Objetivo do exercício: No texto sobre o vírus da zika, o que desencadeou a corrida entre os cientistas e qual era o objetivo dessa corrida?

Texto:
Do UOL, em São Paulo

28/09/2017 15h00

De uma infecção semelhante a uma febre causada pelo vírus da dengue para uma doença causadora de microcefalia em bebês de mulheres grávidas. Como o vírus da zika tornou-se tão ameaçador?

Para um grupo de cientistas chineses, foi uma mutação genética, provavelmente ocorrida em 2013, que deu ao agente patógeno o potencial de causar deformações neurológicas graves. O achado está na revista Science desta sexta-feira (27). 

Em 2016, as epidemias de zika nas Américas foram declaradas uma emergência de saúde pública pela OMS (Organização Mundial de Saúde). O fato levou a uma corrida entre os cientistas para determinar como o vírus se tornou causador de doenças de preocupação global. Nesse mesmo ano, cientistas brasileiros, da Europa, EUA e Canadá já haviam identificado sete mutações específicas de vírus da zika espalhados pelo Brasil.

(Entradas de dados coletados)
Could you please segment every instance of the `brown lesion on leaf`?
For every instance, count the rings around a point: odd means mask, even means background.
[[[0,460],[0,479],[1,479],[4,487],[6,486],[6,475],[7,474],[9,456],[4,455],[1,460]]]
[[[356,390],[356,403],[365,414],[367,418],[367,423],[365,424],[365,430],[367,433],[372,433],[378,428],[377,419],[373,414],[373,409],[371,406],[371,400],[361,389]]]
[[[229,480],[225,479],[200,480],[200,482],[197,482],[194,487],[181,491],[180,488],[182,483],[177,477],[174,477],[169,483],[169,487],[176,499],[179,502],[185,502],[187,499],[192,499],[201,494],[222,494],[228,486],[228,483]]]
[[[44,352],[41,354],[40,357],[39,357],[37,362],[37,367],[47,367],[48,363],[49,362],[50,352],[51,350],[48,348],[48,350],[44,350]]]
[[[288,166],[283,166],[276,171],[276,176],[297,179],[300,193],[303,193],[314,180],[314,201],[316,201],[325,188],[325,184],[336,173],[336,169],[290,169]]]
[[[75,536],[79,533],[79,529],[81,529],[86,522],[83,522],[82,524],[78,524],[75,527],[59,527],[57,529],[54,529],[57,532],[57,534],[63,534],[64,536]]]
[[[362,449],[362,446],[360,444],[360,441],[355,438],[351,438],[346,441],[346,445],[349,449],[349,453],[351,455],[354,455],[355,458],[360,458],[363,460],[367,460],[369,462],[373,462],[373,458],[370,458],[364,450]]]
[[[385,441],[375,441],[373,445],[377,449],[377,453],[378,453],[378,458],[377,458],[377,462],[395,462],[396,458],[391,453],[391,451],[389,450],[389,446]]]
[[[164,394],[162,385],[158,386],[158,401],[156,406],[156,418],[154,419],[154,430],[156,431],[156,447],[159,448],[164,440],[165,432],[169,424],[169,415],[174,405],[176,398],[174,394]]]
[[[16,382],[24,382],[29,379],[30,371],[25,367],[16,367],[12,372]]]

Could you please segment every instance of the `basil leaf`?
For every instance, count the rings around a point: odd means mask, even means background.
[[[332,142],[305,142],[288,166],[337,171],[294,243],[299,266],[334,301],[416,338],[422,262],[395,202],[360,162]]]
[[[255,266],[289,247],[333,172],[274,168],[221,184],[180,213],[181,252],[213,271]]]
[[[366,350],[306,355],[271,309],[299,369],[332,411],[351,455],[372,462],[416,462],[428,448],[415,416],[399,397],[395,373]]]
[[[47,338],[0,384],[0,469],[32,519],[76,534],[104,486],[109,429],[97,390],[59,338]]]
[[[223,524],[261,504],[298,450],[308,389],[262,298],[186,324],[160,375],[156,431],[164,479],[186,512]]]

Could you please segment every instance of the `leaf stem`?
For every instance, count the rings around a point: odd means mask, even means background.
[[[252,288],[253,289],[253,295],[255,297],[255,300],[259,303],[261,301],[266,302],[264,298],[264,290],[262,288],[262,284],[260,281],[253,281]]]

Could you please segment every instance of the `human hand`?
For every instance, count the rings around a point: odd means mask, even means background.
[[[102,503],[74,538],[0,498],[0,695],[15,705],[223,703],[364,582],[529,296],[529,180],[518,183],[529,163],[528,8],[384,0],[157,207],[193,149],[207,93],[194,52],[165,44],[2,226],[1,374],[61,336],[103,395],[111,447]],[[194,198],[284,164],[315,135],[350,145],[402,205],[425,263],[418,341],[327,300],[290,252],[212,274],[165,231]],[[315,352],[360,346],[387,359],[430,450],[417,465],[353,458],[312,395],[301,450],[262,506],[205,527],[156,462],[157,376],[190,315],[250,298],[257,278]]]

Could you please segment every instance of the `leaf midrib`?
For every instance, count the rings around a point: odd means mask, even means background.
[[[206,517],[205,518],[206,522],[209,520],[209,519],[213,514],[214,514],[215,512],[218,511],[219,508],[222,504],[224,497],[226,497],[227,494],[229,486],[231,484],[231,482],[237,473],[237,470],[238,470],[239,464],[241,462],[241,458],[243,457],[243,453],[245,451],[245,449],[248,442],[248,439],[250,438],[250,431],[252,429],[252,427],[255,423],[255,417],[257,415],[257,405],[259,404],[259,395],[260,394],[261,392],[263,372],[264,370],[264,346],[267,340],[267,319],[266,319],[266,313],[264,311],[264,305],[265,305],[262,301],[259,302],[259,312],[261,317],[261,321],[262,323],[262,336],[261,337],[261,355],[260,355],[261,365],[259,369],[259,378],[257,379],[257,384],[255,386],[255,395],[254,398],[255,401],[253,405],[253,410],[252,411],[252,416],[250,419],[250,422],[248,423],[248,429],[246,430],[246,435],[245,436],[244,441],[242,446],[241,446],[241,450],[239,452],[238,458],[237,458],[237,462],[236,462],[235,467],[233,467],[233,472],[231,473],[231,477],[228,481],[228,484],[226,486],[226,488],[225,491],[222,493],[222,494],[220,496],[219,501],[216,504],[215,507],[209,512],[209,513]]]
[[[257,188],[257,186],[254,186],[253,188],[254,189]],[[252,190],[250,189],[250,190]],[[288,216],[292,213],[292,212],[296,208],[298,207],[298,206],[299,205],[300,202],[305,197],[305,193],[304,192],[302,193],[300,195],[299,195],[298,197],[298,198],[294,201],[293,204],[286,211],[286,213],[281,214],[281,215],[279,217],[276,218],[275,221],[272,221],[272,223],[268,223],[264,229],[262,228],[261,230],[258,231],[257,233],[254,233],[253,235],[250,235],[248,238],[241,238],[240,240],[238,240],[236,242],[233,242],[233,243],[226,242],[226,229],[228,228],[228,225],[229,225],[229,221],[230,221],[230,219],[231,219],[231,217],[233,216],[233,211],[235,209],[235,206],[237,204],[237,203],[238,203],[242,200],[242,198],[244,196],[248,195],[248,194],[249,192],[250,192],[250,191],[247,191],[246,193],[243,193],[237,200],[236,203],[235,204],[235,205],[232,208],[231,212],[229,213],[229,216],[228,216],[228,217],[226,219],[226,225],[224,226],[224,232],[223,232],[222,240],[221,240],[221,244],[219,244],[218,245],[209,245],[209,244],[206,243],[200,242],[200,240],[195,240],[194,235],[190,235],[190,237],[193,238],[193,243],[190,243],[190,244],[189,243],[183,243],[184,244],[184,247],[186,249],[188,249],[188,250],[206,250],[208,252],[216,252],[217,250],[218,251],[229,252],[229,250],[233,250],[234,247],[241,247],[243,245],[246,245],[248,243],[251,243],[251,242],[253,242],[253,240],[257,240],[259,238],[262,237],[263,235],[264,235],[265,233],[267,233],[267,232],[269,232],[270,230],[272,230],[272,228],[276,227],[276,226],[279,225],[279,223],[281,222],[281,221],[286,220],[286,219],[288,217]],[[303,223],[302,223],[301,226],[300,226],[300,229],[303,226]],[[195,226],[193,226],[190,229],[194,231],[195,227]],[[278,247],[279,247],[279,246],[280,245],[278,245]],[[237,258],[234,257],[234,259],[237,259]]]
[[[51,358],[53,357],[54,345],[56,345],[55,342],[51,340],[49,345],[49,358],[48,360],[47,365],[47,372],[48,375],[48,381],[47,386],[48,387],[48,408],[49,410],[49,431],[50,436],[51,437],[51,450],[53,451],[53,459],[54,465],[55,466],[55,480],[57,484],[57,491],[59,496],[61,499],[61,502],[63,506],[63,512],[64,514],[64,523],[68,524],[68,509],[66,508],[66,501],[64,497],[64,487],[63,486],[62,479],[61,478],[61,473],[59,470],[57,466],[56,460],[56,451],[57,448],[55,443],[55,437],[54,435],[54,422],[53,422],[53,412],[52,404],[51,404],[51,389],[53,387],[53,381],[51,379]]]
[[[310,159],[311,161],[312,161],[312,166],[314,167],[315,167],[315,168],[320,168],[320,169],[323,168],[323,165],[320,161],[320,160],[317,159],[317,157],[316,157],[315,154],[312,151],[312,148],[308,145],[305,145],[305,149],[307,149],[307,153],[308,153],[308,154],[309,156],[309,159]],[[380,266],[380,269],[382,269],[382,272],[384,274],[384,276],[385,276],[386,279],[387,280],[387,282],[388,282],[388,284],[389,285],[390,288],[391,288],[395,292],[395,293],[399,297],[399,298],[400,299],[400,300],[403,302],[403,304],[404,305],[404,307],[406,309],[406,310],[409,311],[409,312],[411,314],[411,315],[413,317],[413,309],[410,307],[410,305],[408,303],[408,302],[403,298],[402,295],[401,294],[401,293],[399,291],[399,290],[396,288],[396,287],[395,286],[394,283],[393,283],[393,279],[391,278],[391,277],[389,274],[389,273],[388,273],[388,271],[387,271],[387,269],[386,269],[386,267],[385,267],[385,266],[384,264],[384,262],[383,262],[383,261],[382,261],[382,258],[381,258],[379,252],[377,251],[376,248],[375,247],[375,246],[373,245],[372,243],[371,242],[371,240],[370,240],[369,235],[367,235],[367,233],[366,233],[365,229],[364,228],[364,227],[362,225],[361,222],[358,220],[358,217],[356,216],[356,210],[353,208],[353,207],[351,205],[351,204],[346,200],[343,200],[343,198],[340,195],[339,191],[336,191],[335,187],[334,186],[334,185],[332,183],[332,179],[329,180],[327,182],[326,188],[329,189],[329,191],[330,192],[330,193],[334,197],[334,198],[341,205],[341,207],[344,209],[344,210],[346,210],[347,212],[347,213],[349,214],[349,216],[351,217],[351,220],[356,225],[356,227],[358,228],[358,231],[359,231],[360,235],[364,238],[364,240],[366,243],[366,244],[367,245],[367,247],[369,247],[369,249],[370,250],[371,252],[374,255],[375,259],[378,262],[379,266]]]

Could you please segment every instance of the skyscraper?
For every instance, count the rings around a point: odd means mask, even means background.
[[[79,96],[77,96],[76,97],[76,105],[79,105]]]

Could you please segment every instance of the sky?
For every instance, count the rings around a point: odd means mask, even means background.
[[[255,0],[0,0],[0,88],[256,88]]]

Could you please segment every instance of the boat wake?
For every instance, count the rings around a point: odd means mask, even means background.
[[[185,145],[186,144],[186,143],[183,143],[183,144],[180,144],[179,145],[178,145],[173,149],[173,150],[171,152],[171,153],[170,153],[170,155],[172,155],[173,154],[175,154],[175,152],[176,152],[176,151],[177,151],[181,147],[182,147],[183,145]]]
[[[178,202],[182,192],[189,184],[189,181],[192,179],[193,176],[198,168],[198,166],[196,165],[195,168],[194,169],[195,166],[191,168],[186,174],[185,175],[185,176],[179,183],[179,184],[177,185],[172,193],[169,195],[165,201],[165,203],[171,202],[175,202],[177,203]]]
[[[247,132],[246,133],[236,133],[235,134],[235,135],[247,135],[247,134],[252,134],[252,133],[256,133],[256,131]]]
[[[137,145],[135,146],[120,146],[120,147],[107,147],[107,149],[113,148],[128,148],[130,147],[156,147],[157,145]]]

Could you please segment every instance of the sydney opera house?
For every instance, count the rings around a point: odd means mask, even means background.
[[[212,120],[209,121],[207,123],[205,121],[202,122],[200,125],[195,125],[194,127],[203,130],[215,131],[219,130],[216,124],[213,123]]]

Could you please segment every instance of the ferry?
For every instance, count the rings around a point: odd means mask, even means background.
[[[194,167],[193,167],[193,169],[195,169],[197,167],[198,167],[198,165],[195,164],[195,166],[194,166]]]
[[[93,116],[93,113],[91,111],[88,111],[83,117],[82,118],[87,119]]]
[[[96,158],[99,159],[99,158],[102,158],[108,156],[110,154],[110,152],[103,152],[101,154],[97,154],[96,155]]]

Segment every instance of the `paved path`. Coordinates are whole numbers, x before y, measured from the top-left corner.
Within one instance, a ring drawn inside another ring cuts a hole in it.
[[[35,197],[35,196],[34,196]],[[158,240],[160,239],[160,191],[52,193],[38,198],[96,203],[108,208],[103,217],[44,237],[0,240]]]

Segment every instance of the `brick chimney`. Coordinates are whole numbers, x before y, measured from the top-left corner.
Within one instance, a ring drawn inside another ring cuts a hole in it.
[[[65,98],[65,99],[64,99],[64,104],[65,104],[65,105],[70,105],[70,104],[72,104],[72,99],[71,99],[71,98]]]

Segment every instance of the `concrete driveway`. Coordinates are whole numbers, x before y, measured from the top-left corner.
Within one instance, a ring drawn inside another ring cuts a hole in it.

Resposta da tarefa: A corrida começou porque, em 2016, a OMS declarou as epidemias de zika nas Américas uma emergência de saúde pública. O objetivo dos cientistas era determinar como o vírus se tornou causador de doenças de preocupação global.